_PROBLEM DETAILS_
Print every one of the items below verbatim, line by line, with nothing changed.

_INPUT_
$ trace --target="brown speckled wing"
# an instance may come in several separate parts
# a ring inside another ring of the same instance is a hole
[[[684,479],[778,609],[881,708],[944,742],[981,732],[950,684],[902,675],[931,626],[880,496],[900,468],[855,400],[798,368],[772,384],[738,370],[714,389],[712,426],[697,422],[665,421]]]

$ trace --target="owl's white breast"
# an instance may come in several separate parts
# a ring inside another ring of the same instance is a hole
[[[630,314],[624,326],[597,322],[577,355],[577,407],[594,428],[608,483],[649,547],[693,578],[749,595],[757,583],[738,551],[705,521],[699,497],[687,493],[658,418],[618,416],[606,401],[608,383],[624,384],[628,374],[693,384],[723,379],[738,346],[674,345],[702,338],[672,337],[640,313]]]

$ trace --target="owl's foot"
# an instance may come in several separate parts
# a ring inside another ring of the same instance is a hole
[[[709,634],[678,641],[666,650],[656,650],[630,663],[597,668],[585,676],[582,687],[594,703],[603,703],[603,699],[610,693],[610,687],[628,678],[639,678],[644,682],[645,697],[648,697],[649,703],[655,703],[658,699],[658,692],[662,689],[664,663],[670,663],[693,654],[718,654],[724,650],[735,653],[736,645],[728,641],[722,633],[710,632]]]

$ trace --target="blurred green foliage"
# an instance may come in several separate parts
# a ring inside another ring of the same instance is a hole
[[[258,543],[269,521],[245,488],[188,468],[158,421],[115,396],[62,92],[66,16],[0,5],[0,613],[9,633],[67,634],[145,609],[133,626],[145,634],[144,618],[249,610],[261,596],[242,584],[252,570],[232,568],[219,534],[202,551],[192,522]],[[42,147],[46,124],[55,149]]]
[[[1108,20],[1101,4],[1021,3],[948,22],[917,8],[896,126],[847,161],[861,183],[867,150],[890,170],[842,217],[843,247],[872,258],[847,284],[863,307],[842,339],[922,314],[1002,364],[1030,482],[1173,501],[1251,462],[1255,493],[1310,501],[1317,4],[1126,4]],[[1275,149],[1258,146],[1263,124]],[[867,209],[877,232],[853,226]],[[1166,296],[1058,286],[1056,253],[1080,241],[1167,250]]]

_SOLUTION_
$ trace --target="brown speckled wing"
# an instance may come in several separate parts
# a ring inside another ring of the same instance is a hole
[[[684,479],[778,609],[881,708],[944,742],[981,732],[950,684],[902,675],[931,626],[880,496],[900,468],[855,400],[798,368],[772,384],[738,370],[714,389],[712,426],[697,422],[665,421]]]

$ trace --target="owl's white breast"
# an instance may come in several separate parts
# a ring inside another ring of the same instance is a hole
[[[630,314],[624,326],[597,322],[577,355],[577,407],[594,428],[608,483],[649,547],[693,578],[749,595],[757,583],[738,551],[705,521],[699,497],[687,493],[658,418],[618,416],[606,401],[608,383],[624,384],[628,374],[693,384],[723,379],[738,346],[674,345],[702,338],[672,337],[640,313]]]

$ trace --target="owl's foot"
# an instance may come in several separate parts
# a ring inside another ring of the same instance is a hole
[[[709,634],[678,641],[666,650],[656,650],[630,663],[597,668],[585,676],[582,687],[594,703],[603,703],[603,699],[610,693],[610,687],[628,678],[639,678],[644,682],[645,697],[648,697],[649,703],[655,703],[658,699],[658,692],[662,689],[664,663],[670,663],[693,654],[718,654],[724,650],[735,653],[736,645],[728,641],[722,633],[710,632]]]

$ trace --target="blurred green foliage"
# an instance may come in several separate parts
# a ring inside another ring of the same instance is a hole
[[[258,543],[269,521],[245,488],[188,468],[158,421],[115,396],[62,92],[66,16],[0,5],[0,613],[9,633],[67,634],[145,609],[133,626],[145,634],[144,618],[249,610],[261,596],[242,584],[252,570],[232,568],[219,534],[202,551],[192,522]],[[42,147],[46,124],[55,149]]]
[[[1108,20],[1101,4],[1021,3],[948,22],[917,8],[896,126],[847,161],[861,183],[867,150],[890,170],[842,217],[843,247],[872,258],[847,284],[863,307],[842,339],[922,314],[1002,364],[1030,482],[1173,501],[1251,462],[1255,493],[1310,501],[1317,4],[1126,4]],[[1275,149],[1258,146],[1263,124]],[[867,209],[877,232],[853,226]],[[1166,296],[1058,286],[1056,253],[1080,241],[1167,250]]]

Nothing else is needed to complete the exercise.